**** ОТРЫВОК

Владимир Солоухин - Время собирать камни
То есть, значит, нижняя плотина подперла речку, подняла воду и подтопила монастырскую мельницу. От старца Исидора, руководившего братией (а их там было несколько человек отшельников), пошла к царю Алексею Михайловичу челобитная: "Зa Оптиновым монастырем крестьянских и бобыльских дворов нет и денежной руги им нейдет, кормятся миром и своею работою... Пожаловать бы их велеть тое Мишкину мельницу Кострикина отдать им в монастырь на свечи и на ладан н на вино церковное и им строителю с братией на пропитание, чтоб им голодом не помереть".
Пока челобитная шла, Алексей Михайлович умер, а разоренная, вернее блокированная, монастырская мельница стояла и не молола. Между тем Мишкины друзья-драгуны из мести инокам "стаковся с набольшими Козельска города людьми", то есть заручившись поддержкой влиятельных козельцев, обратились в свою очередь к молодому уж теперь государю Федору Алексеевичу, чтобы он позволил им держать Мишкину мельницу из оброка. Однако Исидор с братией тоже не дремали и послали свою челобитную от 13 июля 1676 года.
Рассмотрев дело, царь Федор Алексеевич августа в З-й день (надо сказать, что быстро: двадцать дней всего прошло) прислал козельскому воеводе Василию Ивановичу Кошелеву грамоту, которой повелевал: "...мельницу Мишки Кострикина снесть и впредь ниже монастырской мельницы других не строить".
Но драгуны не угомонились. Позже, в царствование Петра, два драгуна, а именно Григорий Новиков и Никифор Стрыгин, с товарищами насильно завладели сенокосами, которые монахи расчистили собственными руками.

********
**** РАЗДЕЛ ДАННЫХ

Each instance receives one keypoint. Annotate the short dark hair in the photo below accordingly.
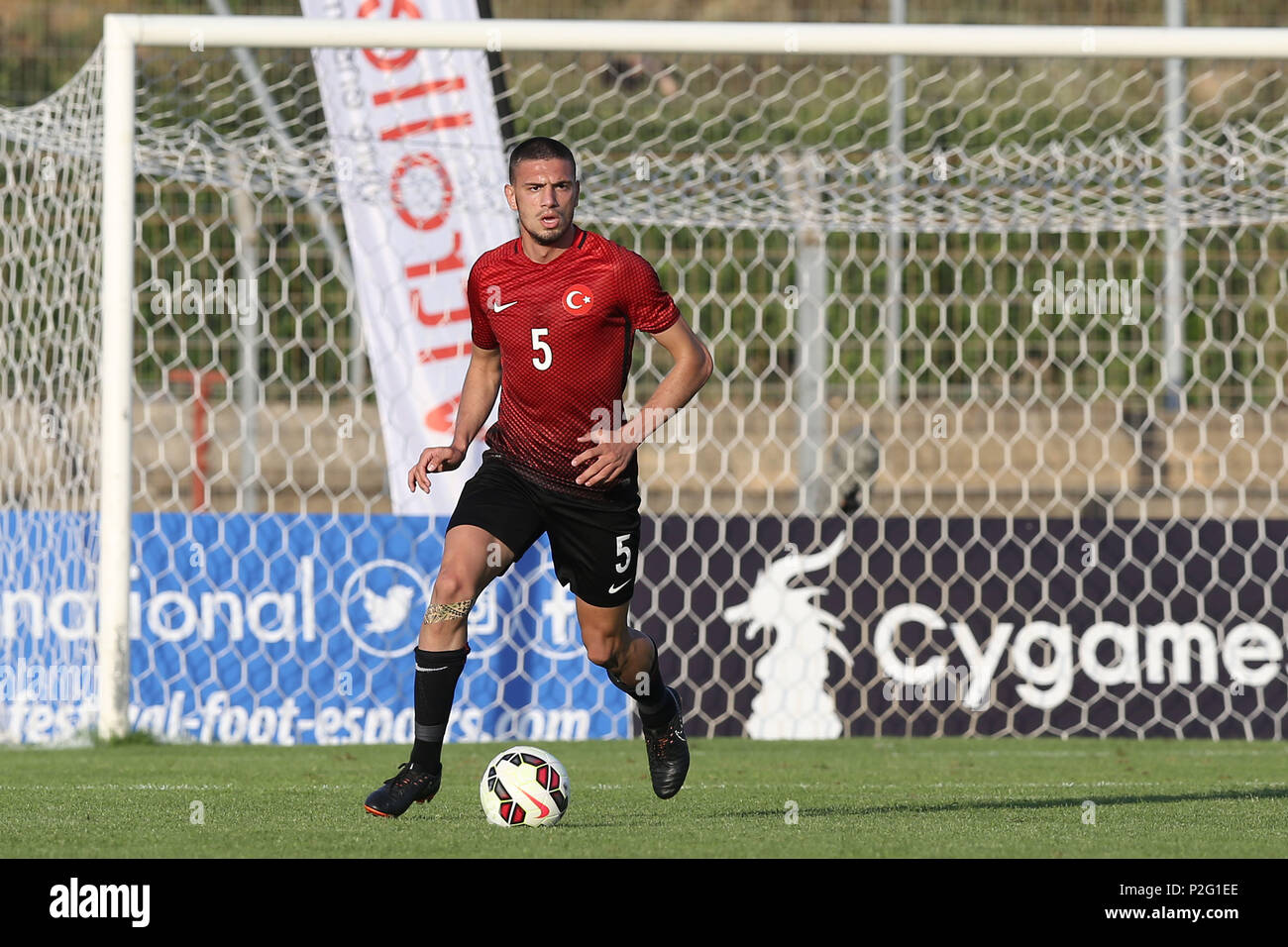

********

→ УСЛОВИЕ ЗАДАЧИ 1
Кому царь Федор Алексеевич прислал грамоту по делу о мельнице, согласно отрывку?
→ УСЛОВИЕ ЗАДАЧИ 2
Соответствуют ли отрывку следующие утверждения? (a) Челобитную от 13 июля 1676 года послали Исидор с братией. (b) Алексей Михайлович успел рассмотреть первую челобитную монахов. (c) В царствование Петра драгуны насильно завладели монастырской мельницей.
→ УСЛОВИЕ ЗАДАЧИ 3
Перепишите фрагмент отрывка от слов «Пока челобитная шла, Алексей» до слов «июля 1676 года.» включительно, заменив «влиятельных» на «знатных».
Данные представляют собой самостоятельный материал, не связанный с отрывком.

→ РАЗОБРАННОЕ РЕШЕНИЕ 1
Козельскому воеводе Василию Ивановичу Кошелеву.

→ РАЗОБРАННОЕ РЕШЕНИЕ 2
(a) Да: «Однако Исидор с братией тоже не дремали и послали свою челобитную от 13 июля 1676 года».
(b) Нет: «Пока челобитная шла, Алексей Михайлович умер».
(c) Нет: «насильно завладели сенокосами, которые монахи расчистили собственными руками».

→ РАЗОБРАННОЕ РЕШЕНИЕ 3
Пока челобитная шла, Алексей Михайлович умер, а разоренная, вернее блокированная, монастырская мельница стояла и не молола. Между тем Мишкины друзья-драгуны из мести инокам "стаковся с набольшими Козельска города людьми", то есть заручившись поддержкой знатных козельцев, обратились в свою очередь к молодому уж теперь государю Федору Алексеевичу, чтобы он позволил им держать Мишкину мельницу из оброка. Однако Исидор с братией тоже не дремали и послали свою челобитную от 13 июля 1676 года.